*À FAIRE*:
1/ Répondez aux questions suivantes d'après l'extrait ci-dessous :
(a) Quelle est la surface habitable du logement des requérants ?
(b) Quel est le montant mensuel de la pension alimentaire dont M. H... est débiteur ?
(c) De quand date le jugement du tribunal de Sidi Ali ?
2/ Recopiez le passage de l'extrait qui commence par « 7. Par conséquent, la » et se termine par « son pays d'origine. », en substituant « pays natal » à « pays d'origine ».
== EXTRAIT DU DOCUMENT
4. D'une part, il ressort des pièces du dossier que Mme A... est sans emploi et que M. H... exerce à titre intérimaire en qualité de maçon. Les revenus déclarés par M. H... au titre de l'année 2017 s'élevaient à 9 255 euros, dont 5 728 euros versés par Pôle emploi. Ils étaient de 18 758 euros pour l'année 2018, soit une moyenne mensuelle de 1 563 euros par mois, dont 12 262 euros de revenus d'activité, 5 728,94 euros d'allocation d'aide au retour à l'emploi et 1 362 euros d'indemnités journalières versées par la caisse primaire d'assurance maladie à la suite d'un accident du travail survenu le 24 octobre 2018. Il percevait, en 2019, entre 1 579 et 1 629,36 euros net par mois d'indemnités journalière versées par la caisse primaire d'assurance maladie, ainsi que 260 euros par mois versés l'AG2R La Mondiale. Il ressort également des pièces du dossier que le loyer mensuel du requérant s'élevait en mars 2019 à 339 euros par mois, après déduction de l'allocation personnalisée au logement, et qu'il est débiteur d'une pension alimentaire mensuelle de 270 euros afin de pourvoir aux besoins et à l'entretien de ses trois enfants mineurs issus d'une précédente union, dont la résidence a été fixée au domicile de leur mère, et qui rendent visite au requérant un week-end sur deux et la moitié des vacances scolaires. Dans ces conditions, M. H..., eu égard à la composition de son foyer, doit être regardé comme justifiant de ressources suffisantes pour accueillir la jeune C....

5. D'autre part, il n'est pas contesté par le ministre de l'intérieur que le logement des requérants, à savoir un appartement de type 4 d'une surface habitable de 74 mètres carrés, est d'une taille suffisante pour accueillir la jeune C... en plus des trois enfants de M. H... un week-end sur deux et la moitié des vacances scolaires.

6. Enfin, ainsi qu'il a été dit, l'intérêt d'un enfant est en principe de vivre auprès de la personne qui, en vertu d'une décision de justice qui produit des effets juridiques en France, telle que le jugement du tribunal de Sidi Ali du 13 janvier 2019, est titulaire à son égard de l'autorité parentale. Le ministre de l'intérieur, en se bornant à soutenir que la jeune C... n'est pas dépourvue d'attaches familiales en Algérie, que rien ne prouve que les parents de la jeune fille seraient dans l'incapacité de subvenir à ses besoins, que M. H... pourrait lui rendre visite en Algérie et qu'il n'apporte pas la preuve qu'il assure actuellement la prise en charge matérielle de la jeune C..., n'établit pas de considérer que, par exception au principe qui vient d'être rappelé, l'intérêt de l'enfant ne serait pas de vivre avec M. H....

7. Par conséquent, la commission de recours contre les décisions de refus de visa d'entrée en France n'a pu légalement estimer que l'intérêt de l'enfant était de demeurer dans son pays d'origine.
====
== DONNÉES À EXAMINER
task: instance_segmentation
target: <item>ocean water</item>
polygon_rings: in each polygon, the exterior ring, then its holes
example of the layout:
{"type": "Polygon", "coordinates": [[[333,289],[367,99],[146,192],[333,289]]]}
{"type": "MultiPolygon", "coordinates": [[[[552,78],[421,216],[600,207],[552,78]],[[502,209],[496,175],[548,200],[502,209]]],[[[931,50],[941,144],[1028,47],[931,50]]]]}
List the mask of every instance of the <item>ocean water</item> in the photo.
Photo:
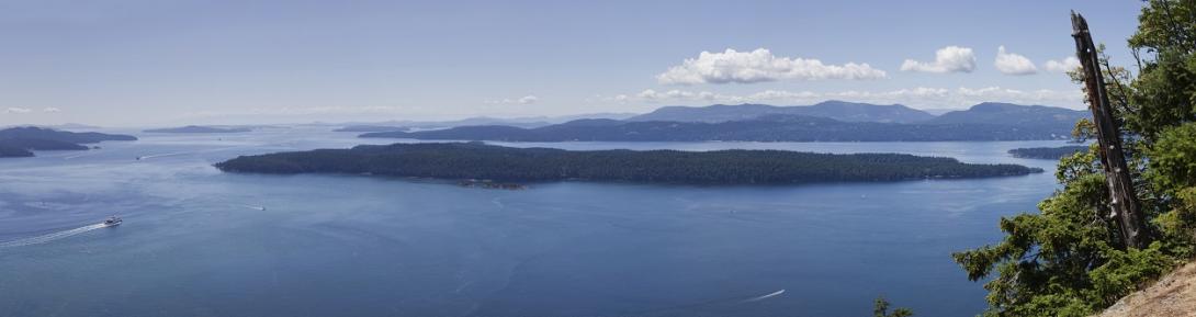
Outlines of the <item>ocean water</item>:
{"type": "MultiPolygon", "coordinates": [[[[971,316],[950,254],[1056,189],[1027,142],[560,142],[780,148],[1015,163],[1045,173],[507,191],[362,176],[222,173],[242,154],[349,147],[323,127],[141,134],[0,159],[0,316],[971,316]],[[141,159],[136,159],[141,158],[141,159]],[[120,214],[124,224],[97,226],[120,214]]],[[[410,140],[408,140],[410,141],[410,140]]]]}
====
== DONNÉES À EXAMINER
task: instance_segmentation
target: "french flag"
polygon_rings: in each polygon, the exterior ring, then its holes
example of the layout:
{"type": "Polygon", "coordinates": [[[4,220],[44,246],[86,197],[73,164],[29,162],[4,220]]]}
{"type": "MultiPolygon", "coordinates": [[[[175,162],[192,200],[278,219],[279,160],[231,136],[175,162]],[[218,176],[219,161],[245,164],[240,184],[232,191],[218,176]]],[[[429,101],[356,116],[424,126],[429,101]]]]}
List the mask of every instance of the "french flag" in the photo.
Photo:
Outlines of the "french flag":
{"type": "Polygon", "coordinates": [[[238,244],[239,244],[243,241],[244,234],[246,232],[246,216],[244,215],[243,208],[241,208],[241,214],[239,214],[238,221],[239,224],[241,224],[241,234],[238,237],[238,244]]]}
====
== DONNÉES À EXAMINER
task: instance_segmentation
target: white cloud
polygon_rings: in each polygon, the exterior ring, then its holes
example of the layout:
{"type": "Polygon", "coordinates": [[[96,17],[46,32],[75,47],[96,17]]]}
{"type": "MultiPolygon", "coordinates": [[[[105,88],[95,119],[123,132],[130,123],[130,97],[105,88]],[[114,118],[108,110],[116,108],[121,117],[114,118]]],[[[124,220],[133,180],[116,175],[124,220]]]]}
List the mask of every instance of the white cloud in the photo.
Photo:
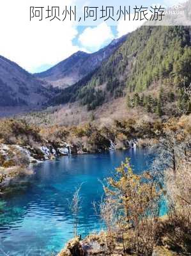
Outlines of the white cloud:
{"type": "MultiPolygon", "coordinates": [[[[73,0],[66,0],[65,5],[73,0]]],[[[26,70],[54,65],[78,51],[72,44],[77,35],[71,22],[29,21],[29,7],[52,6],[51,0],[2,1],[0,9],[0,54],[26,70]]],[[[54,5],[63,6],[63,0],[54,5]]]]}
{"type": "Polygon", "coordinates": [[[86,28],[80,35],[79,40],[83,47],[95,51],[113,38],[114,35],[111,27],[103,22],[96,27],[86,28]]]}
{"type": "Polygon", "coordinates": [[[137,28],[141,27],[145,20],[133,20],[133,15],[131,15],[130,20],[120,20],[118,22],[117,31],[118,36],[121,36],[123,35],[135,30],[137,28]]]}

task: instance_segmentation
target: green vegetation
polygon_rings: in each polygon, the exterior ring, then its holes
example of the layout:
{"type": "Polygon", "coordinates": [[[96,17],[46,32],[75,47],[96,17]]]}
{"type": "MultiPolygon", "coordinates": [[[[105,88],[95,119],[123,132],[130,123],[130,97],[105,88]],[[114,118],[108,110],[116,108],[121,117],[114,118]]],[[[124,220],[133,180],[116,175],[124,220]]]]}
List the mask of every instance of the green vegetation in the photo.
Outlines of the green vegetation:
====
*RÉPONSES DÉTAILLÉES*:
1/
(a) 74 mètres carrés.
(b) 270 euros.
(c) Du 13 janvier 2019.

2/
7. Par conséquent, la commission de recours contre les décisions de refus de visa d'entrée en France n'a pu légalement estimer que l'intérêt de l'enfant était de demeurer dans son pays natal.